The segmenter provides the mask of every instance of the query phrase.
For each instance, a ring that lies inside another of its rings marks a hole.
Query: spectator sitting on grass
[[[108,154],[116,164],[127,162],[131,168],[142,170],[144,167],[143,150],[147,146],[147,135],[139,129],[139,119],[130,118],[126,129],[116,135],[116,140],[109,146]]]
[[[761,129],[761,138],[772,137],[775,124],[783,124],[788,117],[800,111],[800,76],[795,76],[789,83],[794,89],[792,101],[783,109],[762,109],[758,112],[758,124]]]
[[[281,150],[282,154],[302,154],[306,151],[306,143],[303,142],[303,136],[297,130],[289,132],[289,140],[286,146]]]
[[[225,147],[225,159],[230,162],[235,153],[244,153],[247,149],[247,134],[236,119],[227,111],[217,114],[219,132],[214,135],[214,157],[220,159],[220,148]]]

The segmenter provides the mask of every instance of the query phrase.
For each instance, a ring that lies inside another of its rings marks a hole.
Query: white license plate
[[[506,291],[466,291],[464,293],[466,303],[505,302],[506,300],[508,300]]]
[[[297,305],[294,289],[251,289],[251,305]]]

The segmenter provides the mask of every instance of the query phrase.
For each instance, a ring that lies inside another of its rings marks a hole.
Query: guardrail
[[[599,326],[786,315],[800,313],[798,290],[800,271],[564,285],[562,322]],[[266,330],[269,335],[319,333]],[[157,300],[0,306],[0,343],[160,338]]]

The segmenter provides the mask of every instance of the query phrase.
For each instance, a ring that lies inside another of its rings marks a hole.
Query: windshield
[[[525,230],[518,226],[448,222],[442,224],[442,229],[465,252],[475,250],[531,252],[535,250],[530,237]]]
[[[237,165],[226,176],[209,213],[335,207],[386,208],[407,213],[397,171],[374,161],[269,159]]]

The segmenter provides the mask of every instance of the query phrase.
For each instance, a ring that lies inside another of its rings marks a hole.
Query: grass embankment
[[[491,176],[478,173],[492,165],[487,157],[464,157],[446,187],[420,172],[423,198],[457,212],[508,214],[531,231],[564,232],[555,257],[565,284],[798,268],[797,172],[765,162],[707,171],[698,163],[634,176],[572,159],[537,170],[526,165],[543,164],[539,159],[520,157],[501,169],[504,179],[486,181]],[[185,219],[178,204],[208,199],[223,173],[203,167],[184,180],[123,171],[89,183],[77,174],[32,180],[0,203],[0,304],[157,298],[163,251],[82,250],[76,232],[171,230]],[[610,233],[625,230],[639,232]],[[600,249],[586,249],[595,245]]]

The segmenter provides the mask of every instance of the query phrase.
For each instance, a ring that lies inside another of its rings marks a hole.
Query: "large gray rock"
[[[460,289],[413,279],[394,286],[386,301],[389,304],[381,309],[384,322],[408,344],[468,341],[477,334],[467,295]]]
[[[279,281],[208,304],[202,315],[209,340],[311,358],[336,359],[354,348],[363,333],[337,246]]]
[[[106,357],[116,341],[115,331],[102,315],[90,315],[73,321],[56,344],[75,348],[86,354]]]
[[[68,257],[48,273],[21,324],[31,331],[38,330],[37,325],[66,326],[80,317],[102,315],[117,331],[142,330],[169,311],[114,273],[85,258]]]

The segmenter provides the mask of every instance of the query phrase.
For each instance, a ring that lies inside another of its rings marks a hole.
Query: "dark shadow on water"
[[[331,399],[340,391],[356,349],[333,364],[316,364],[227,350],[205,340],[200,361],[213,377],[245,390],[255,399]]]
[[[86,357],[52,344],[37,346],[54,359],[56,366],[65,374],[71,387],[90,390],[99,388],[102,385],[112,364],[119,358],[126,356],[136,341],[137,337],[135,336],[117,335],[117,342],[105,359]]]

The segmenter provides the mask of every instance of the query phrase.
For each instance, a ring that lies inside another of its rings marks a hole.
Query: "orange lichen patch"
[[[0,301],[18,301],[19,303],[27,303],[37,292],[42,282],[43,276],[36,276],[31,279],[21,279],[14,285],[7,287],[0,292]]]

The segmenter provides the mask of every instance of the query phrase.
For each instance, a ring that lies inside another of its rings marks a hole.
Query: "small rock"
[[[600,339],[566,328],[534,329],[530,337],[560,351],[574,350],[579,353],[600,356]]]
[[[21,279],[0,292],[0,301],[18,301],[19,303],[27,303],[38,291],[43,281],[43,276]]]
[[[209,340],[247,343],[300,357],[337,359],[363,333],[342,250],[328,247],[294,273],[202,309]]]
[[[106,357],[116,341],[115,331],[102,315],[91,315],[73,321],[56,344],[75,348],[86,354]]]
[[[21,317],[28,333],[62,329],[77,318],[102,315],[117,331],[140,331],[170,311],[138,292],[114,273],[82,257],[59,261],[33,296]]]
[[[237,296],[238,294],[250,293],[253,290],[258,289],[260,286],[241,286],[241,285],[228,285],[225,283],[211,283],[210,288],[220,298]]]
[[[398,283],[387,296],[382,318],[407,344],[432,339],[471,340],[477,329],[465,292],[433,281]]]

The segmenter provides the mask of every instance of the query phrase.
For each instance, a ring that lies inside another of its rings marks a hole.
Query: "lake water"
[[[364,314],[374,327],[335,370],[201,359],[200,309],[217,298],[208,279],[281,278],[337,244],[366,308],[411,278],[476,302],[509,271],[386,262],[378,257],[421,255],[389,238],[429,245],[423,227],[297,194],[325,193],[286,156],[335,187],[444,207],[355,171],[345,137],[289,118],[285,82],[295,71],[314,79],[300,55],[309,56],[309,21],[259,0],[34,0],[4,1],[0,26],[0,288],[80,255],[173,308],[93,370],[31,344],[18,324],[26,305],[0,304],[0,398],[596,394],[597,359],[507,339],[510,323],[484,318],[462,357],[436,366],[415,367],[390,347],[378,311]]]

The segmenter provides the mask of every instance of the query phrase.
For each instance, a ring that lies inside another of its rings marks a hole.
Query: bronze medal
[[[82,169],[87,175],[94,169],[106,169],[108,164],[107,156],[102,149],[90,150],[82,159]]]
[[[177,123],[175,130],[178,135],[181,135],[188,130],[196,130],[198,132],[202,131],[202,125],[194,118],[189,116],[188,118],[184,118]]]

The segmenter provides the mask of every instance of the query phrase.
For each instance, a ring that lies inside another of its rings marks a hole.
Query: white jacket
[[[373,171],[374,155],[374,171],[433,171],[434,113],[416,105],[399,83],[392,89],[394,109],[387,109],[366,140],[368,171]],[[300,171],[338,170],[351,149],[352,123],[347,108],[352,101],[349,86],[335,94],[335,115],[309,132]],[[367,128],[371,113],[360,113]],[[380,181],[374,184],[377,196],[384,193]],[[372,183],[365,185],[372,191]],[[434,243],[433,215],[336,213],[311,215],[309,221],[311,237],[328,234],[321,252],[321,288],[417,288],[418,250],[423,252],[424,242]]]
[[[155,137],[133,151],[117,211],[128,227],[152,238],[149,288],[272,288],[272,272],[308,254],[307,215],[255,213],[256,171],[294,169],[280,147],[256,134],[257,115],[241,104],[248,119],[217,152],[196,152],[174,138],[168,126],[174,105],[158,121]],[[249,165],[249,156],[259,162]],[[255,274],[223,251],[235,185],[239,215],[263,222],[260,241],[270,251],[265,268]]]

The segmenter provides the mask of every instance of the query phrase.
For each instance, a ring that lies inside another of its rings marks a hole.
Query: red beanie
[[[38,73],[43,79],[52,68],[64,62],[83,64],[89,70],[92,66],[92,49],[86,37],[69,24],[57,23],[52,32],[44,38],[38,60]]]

■ ■ ■ ■ ■ ■ ■

Challenge.
Your task is to transcribe the listing above in full, exactly as given.

Final result.
The segmenter provides the mask of every instance of the query phrase.
For each instance, a ring that lies inside another of its rings marks a hole.
Query: spectator sitting on grass
[[[108,154],[116,164],[127,162],[131,168],[142,170],[144,167],[143,150],[147,146],[147,135],[139,129],[139,119],[130,118],[126,129],[116,135],[116,140],[109,146]]]
[[[761,129],[761,138],[772,137],[775,124],[783,124],[788,117],[800,111],[800,76],[795,76],[789,83],[794,89],[792,101],[783,109],[762,109],[758,112],[758,124]]]
[[[281,150],[282,154],[302,154],[306,151],[306,143],[303,142],[303,136],[297,130],[289,132],[289,140],[286,146]]]
[[[225,147],[225,159],[230,162],[235,153],[244,153],[247,149],[247,134],[236,119],[227,111],[217,114],[219,132],[214,135],[214,157],[220,159],[220,148]]]

The segmenter provides the mask of every instance of the query phrase.
For each instance, a ring that lies inside another of its rings marks a hole.
Query: white license plate
[[[506,291],[466,291],[464,293],[466,303],[505,302],[506,300],[508,300]]]
[[[297,305],[294,289],[251,289],[251,305]]]

The segmenter provides the mask of every instance of the query phrase.
For each instance, a ring that lies inside another of its rings marks a hole.
Query: guardrail
[[[599,326],[786,315],[800,313],[798,290],[800,271],[564,285],[562,322]],[[266,330],[269,335],[319,333]],[[157,300],[0,306],[0,343],[160,338]]]

The segmenter provides the mask of every instance of the query phrase.
For each instance, a ring that lies inside another of its rings marks a hole.
Query: windshield
[[[525,230],[518,226],[448,222],[442,224],[442,229],[465,252],[475,250],[531,252],[535,250],[530,237]]]
[[[237,165],[226,176],[209,213],[335,207],[386,208],[407,213],[397,171],[374,161],[269,159]]]

The segmenter provides the mask of every instance of the query phrase.
For each instance, a ring that lies inside another of its rings marks a hole.
Query: grass embankment
[[[491,176],[478,173],[492,165],[487,157],[464,157],[446,187],[420,172],[423,198],[457,212],[508,214],[531,231],[564,232],[555,257],[565,284],[798,268],[797,172],[765,162],[707,171],[698,163],[634,176],[572,159],[537,170],[526,165],[543,164],[539,159],[520,157],[501,169],[504,179],[486,181]],[[185,219],[178,204],[208,199],[223,173],[203,167],[184,180],[123,171],[89,183],[77,174],[32,180],[0,203],[0,304],[157,298],[163,251],[82,250],[76,232],[171,230]],[[610,233],[625,230],[639,232]],[[600,249],[586,249],[595,245]]]

The segmenter provides the mask of every instance of the query phrase.
For each instance, a ring that lies inside another of its rings marks a hole.
Query: "large gray rock"
[[[460,289],[413,279],[394,286],[386,301],[389,304],[381,309],[384,322],[408,344],[468,341],[477,334],[467,295]]]
[[[279,281],[208,304],[202,315],[209,340],[311,358],[336,359],[354,348],[363,333],[337,246]]]
[[[106,357],[116,341],[115,331],[102,315],[90,315],[73,321],[56,344],[75,348],[86,354]]]
[[[68,257],[48,273],[21,324],[31,331],[38,330],[37,325],[66,326],[80,317],[102,315],[117,331],[142,330],[169,311],[114,273],[85,258]]]

The segmenter provides the mask of every instance of the query phrase.
For each instance, a ring that lies inside another of its rings marks a hole.
Query: "dark shadow on water"
[[[331,399],[340,391],[356,349],[333,364],[316,364],[227,350],[205,340],[200,361],[213,377],[245,390],[255,399]]]
[[[86,357],[52,344],[37,346],[54,359],[56,366],[65,374],[71,387],[90,390],[99,388],[102,385],[112,364],[119,358],[126,356],[136,341],[137,337],[135,336],[117,335],[117,342],[105,359]]]

The segmenter provides the mask of every instance of the query phrase.
For each instance, a ring that lies inside another of its rings marks a hole.
Query: "orange lichen patch"
[[[0,301],[18,301],[19,303],[27,303],[37,292],[42,282],[43,276],[36,276],[31,279],[21,279],[14,285],[7,287],[0,292]]]

The segmenter provides the mask of every instance of the query phrase.
For each instance, a ring that lies inside another of its rings marks a hole.
Query: "small rock"
[[[600,339],[566,328],[534,329],[530,337],[560,351],[574,350],[579,353],[600,356]]]
[[[21,279],[0,292],[0,301],[18,301],[19,303],[27,303],[38,291],[43,281],[43,276]]]
[[[209,340],[247,343],[300,357],[337,359],[363,333],[342,250],[328,247],[294,273],[202,309]]]
[[[106,357],[116,341],[115,331],[102,315],[91,315],[73,321],[56,344],[75,348],[86,354]]]
[[[21,317],[28,333],[62,329],[77,318],[102,315],[117,331],[140,331],[170,311],[138,292],[114,273],[82,257],[59,261],[33,296]]]
[[[237,296],[238,294],[250,293],[253,290],[258,289],[260,286],[241,286],[241,285],[228,285],[225,283],[211,283],[210,288],[220,298]]]
[[[398,283],[387,296],[382,318],[407,344],[432,339],[471,340],[477,329],[465,292],[433,281]]]

The segmenter provides the mask of every instance of the query phrase.
For each instance, a ring that lies inside another of its rings marks a hole.
Query: "lake water"
[[[364,314],[374,327],[335,370],[201,359],[200,309],[217,298],[208,279],[281,278],[337,244],[366,308],[411,278],[476,302],[509,271],[386,262],[378,257],[421,255],[389,238],[429,245],[423,227],[297,194],[325,193],[286,156],[335,187],[444,207],[355,171],[345,137],[289,118],[285,82],[295,71],[314,79],[300,55],[309,56],[309,21],[259,0],[34,0],[4,1],[0,26],[0,288],[80,255],[173,308],[93,370],[31,344],[18,324],[26,305],[0,304],[0,398],[596,394],[597,359],[507,339],[510,323],[484,318],[462,357],[436,366],[415,367],[390,347],[378,311]]]

The segmenter provides the mask of every instance of the query phrase.
For each instance, a ring that lies inside another of its rings marks a hole.
Query: bronze medal
[[[82,169],[87,175],[94,169],[106,169],[108,164],[107,156],[102,149],[90,150],[82,159]]]
[[[177,123],[175,130],[178,135],[181,135],[188,130],[196,130],[198,132],[202,131],[202,125],[194,118],[189,116],[188,118],[184,118]]]

The segmenter provides the mask of every instance of the query phrase.
For each instance, a ring that lies inside another of its rings marks a hole.
Query: white jacket
[[[373,171],[374,155],[374,171],[433,171],[434,113],[416,105],[399,83],[392,89],[394,109],[387,109],[366,140],[368,171]],[[300,171],[338,170],[351,149],[352,123],[347,108],[352,101],[349,86],[335,94],[335,115],[309,132]],[[367,128],[371,113],[360,113]],[[380,181],[374,184],[377,196],[384,193]],[[372,183],[365,185],[372,191]],[[434,243],[433,215],[336,213],[311,215],[309,221],[311,237],[328,234],[321,252],[321,288],[417,288],[418,250],[423,252],[424,242]]]
[[[155,137],[133,151],[117,211],[128,227],[152,238],[149,288],[272,288],[272,272],[308,254],[307,215],[255,213],[256,171],[294,169],[280,147],[256,134],[257,115],[241,104],[248,119],[217,152],[196,152],[174,138],[168,126],[174,105],[158,121]],[[249,165],[249,156],[259,162]],[[255,274],[223,251],[235,185],[239,215],[263,222],[260,241],[270,251],[265,268]]]

The segmenter provides the mask of every instance of the query phrase.
For each instance, a ring that lies inside another of its rings marks a hole.
Query: red beanie
[[[38,73],[43,79],[52,68],[64,62],[83,64],[89,70],[92,66],[92,49],[86,37],[69,24],[57,23],[52,32],[44,38],[38,60]]]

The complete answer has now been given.